(Records from a data collection)
= = = = =

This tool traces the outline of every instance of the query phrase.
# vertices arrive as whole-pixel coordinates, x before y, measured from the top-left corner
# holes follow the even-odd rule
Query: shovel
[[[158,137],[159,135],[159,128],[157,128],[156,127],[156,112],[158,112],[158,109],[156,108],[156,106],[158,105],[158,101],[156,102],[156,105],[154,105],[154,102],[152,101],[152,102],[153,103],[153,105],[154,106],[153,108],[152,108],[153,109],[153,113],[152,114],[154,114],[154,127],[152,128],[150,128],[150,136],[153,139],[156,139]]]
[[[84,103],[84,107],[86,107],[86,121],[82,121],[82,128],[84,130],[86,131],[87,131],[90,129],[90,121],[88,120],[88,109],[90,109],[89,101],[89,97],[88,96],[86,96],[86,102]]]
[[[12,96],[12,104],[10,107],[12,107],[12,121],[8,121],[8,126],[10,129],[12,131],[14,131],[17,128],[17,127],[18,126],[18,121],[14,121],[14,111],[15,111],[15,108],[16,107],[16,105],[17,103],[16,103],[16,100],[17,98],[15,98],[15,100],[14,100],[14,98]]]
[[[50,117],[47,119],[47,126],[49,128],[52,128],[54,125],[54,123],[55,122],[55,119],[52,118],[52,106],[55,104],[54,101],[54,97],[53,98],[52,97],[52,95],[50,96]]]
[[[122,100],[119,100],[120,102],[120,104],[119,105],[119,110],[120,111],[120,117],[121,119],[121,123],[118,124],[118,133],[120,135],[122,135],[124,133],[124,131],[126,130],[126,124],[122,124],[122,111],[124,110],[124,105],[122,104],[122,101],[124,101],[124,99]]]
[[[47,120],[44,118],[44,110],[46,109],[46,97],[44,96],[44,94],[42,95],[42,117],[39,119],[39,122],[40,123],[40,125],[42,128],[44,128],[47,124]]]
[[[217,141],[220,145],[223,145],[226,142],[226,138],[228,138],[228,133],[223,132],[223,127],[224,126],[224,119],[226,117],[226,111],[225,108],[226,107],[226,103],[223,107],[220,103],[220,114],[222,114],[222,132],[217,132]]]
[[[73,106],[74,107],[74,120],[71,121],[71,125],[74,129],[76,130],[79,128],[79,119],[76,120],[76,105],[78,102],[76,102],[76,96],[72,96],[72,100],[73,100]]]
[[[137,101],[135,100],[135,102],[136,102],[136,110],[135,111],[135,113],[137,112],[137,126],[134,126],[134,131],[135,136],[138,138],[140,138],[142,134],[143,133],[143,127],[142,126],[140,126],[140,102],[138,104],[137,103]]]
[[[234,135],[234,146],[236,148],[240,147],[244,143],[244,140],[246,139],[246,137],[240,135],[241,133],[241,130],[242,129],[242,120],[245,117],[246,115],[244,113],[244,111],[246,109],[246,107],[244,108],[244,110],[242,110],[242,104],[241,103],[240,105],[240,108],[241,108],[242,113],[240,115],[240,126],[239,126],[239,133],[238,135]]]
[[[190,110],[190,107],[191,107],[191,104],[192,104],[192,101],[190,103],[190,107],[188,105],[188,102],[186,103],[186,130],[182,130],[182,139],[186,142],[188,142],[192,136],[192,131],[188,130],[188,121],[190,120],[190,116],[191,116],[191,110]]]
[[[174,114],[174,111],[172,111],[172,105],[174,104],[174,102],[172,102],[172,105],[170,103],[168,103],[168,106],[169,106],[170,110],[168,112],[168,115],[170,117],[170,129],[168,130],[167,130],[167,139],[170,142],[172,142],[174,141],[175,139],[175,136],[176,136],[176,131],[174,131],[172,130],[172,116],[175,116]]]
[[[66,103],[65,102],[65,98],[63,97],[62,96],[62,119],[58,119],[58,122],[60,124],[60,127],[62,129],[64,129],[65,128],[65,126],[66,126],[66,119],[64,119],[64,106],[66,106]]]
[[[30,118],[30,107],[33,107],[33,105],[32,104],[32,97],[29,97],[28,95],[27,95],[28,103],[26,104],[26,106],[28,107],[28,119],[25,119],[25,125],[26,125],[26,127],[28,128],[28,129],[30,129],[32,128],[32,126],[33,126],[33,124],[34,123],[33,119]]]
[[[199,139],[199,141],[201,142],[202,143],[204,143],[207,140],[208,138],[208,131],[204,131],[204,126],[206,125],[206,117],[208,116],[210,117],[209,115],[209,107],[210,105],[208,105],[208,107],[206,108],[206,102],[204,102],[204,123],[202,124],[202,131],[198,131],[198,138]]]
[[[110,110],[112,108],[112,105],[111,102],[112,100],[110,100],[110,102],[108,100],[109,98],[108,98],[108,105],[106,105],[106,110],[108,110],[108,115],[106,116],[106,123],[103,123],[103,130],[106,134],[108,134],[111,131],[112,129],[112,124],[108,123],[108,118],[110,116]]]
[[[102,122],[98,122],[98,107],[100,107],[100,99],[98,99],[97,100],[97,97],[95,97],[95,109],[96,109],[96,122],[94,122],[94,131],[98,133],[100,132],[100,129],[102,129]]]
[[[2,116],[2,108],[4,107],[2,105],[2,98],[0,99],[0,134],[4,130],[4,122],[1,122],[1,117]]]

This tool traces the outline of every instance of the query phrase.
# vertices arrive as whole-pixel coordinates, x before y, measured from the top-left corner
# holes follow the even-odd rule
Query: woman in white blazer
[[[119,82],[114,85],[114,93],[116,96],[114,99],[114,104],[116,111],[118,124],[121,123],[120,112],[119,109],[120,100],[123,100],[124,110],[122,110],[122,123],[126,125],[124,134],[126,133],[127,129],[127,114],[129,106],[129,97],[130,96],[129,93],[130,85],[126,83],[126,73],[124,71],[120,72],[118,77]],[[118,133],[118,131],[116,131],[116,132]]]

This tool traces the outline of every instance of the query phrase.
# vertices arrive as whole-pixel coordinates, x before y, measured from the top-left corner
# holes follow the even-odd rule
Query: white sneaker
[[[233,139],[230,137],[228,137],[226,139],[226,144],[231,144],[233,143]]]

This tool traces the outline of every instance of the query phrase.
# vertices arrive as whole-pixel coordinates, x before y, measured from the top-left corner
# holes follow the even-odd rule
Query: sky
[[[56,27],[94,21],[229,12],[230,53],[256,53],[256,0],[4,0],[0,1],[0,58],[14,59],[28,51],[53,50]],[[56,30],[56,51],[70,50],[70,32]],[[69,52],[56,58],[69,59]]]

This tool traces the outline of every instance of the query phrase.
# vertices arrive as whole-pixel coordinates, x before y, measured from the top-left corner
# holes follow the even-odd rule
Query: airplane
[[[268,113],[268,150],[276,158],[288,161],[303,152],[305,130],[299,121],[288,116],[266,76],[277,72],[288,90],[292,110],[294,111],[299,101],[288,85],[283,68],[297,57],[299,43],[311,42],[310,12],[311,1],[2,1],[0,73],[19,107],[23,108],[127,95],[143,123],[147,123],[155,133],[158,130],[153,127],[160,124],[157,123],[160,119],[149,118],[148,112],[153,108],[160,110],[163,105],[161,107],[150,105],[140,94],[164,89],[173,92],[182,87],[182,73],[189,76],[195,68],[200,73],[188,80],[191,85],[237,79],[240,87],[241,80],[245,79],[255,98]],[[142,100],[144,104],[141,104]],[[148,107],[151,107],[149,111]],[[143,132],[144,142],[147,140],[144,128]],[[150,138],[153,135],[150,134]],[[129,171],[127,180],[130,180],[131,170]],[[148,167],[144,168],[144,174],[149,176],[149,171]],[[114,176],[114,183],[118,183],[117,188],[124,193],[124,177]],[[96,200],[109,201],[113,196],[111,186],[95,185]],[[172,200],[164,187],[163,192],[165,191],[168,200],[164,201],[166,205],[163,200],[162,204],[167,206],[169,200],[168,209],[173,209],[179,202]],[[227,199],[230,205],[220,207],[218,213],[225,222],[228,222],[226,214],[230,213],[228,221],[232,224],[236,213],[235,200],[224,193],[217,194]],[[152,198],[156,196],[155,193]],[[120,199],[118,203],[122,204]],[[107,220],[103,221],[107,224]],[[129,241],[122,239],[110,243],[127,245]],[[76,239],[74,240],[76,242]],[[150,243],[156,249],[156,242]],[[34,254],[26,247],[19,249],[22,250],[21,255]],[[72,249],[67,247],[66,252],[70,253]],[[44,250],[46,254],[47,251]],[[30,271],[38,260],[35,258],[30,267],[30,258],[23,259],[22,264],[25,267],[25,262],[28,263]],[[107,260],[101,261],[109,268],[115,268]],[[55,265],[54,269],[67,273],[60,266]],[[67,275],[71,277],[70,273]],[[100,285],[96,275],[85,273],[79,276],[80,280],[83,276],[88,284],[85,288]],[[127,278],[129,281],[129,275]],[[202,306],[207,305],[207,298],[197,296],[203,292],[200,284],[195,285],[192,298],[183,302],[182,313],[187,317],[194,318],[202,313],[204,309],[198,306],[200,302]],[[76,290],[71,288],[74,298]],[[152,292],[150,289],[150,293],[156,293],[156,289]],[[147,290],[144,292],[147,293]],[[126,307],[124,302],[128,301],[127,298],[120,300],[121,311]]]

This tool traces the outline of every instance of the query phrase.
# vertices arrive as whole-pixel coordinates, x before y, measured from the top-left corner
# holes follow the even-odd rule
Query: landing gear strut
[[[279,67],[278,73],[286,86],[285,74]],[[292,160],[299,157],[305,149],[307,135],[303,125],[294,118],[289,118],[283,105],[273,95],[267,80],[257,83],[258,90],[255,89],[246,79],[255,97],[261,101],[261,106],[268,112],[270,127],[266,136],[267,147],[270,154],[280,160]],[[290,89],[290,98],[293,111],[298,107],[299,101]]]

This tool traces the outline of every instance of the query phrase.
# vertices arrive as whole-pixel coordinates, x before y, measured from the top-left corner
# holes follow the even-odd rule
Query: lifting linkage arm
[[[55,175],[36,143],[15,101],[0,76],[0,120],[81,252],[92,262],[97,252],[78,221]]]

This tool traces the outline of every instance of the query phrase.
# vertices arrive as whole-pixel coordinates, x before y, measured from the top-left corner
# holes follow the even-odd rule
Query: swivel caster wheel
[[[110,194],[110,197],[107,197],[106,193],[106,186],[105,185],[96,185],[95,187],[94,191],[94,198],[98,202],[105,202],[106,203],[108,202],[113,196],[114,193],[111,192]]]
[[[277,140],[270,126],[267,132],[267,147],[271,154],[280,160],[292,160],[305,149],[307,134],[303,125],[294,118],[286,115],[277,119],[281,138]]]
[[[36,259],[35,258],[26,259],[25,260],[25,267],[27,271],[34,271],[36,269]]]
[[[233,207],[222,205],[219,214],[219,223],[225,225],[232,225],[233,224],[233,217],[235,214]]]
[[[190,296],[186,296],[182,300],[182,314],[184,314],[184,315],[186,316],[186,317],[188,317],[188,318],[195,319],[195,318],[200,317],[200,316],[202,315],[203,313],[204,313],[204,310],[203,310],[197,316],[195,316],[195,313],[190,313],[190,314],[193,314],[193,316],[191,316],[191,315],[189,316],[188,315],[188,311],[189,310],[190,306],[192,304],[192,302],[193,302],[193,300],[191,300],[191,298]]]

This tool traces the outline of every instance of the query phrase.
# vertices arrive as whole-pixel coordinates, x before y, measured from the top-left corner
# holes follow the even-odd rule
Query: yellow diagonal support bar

= = = = =

# What you need to do
Identify every line of the records that contains the word "white", and copy each of those lines. Case counts.

# Solution for this task
Query: woman in white blazer
Query: white sneaker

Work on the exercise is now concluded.